Exercise details
Each line below must be reproduced exactly.

Records for this exercise
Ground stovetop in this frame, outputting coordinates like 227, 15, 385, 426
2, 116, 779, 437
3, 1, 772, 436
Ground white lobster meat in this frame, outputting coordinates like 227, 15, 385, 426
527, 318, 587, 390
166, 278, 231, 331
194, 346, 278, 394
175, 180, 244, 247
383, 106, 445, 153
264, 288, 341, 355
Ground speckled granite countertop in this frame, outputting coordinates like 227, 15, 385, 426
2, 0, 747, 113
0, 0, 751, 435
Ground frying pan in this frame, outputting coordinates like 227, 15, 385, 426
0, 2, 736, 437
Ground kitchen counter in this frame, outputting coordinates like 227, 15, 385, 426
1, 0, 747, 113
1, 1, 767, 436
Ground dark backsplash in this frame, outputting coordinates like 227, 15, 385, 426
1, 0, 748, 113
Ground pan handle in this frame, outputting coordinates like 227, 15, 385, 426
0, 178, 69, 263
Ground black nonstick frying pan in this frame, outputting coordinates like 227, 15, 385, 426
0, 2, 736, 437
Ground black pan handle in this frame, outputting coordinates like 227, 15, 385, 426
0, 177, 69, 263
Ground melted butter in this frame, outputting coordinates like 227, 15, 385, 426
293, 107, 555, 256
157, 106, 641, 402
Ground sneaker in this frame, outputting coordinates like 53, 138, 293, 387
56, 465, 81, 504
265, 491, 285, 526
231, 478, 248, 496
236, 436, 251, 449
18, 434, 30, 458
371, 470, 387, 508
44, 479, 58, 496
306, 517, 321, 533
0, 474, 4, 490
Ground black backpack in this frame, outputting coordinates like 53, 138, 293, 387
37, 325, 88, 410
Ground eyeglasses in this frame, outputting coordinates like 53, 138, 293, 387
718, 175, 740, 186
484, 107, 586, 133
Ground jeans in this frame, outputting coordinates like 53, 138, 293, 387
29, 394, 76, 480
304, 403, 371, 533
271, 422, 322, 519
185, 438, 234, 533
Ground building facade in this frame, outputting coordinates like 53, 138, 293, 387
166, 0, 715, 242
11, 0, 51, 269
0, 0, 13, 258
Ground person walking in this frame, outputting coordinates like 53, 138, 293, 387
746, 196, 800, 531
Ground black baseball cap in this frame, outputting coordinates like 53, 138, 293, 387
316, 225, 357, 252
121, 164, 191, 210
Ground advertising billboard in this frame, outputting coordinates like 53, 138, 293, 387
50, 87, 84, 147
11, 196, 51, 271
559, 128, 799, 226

Answer to this exercise
Ground stovetop in this frame, outputting coordinates like 227, 15, 385, 426
2, 116, 779, 437
3, 1, 772, 436
Ground white lobster meat in this frame, outputting coordinates like 227, 15, 385, 426
527, 318, 587, 390
166, 278, 231, 331
194, 346, 278, 394
175, 180, 244, 247
383, 106, 445, 153
264, 288, 341, 355
Ground speckled granite countertop in this frame, outputting coordinates like 227, 15, 385, 426
2, 0, 747, 113
0, 0, 751, 435
Ground frying pan in this frame, outputting coordinates like 227, 15, 385, 426
0, 2, 736, 437
Ground kitchen counter in this frame, outputting coordinates like 227, 15, 385, 426
1, 0, 747, 113
1, 1, 767, 436
Ground dark backsplash in this frame, outputting coordinates like 227, 15, 385, 426
1, 0, 748, 113
Ground pan handle in this frame, outputting coordinates like 227, 15, 385, 426
0, 178, 69, 263
Ground black nonstick frying pan in this frame, outputting coordinates like 227, 15, 385, 426
0, 2, 736, 437
Ground black pan handle in this frame, outputting coordinates like 227, 15, 385, 426
0, 177, 69, 263
Ground melted butter in this frame, outputting coordinates like 227, 15, 385, 426
293, 107, 555, 256
157, 106, 641, 402
Ground sneaker in this frame, outputting coordinates like 53, 138, 293, 387
56, 465, 81, 504
265, 491, 285, 526
231, 478, 248, 496
236, 436, 251, 449
18, 434, 30, 458
371, 470, 387, 508
44, 479, 58, 496
306, 517, 321, 533
0, 474, 4, 490
Ground black backpack in this frame, outputting coordinates like 53, 138, 293, 387
37, 325, 88, 410
Ground eyeglasses in this frame, outputting coordinates like 53, 138, 293, 387
718, 175, 740, 186
484, 107, 586, 133
Ground jeans in this frame, outputting coordinates like 53, 138, 293, 387
29, 394, 76, 480
304, 403, 371, 533
271, 422, 322, 519
185, 438, 234, 533
Ground building facade in this frame, outputting coordinates like 53, 138, 293, 387
166, 0, 715, 242
11, 0, 51, 269
0, 0, 13, 258
Ground person walking in this frame, outputting coordinates like 53, 138, 293, 387
746, 196, 800, 531
Ground black baseball cap in this frame, outputting coordinates like 53, 138, 293, 387
316, 225, 357, 252
121, 164, 191, 210
Ground advertising billboard in this frame, outputting coordinates like 53, 138, 293, 387
50, 87, 84, 147
11, 196, 51, 271
559, 128, 799, 226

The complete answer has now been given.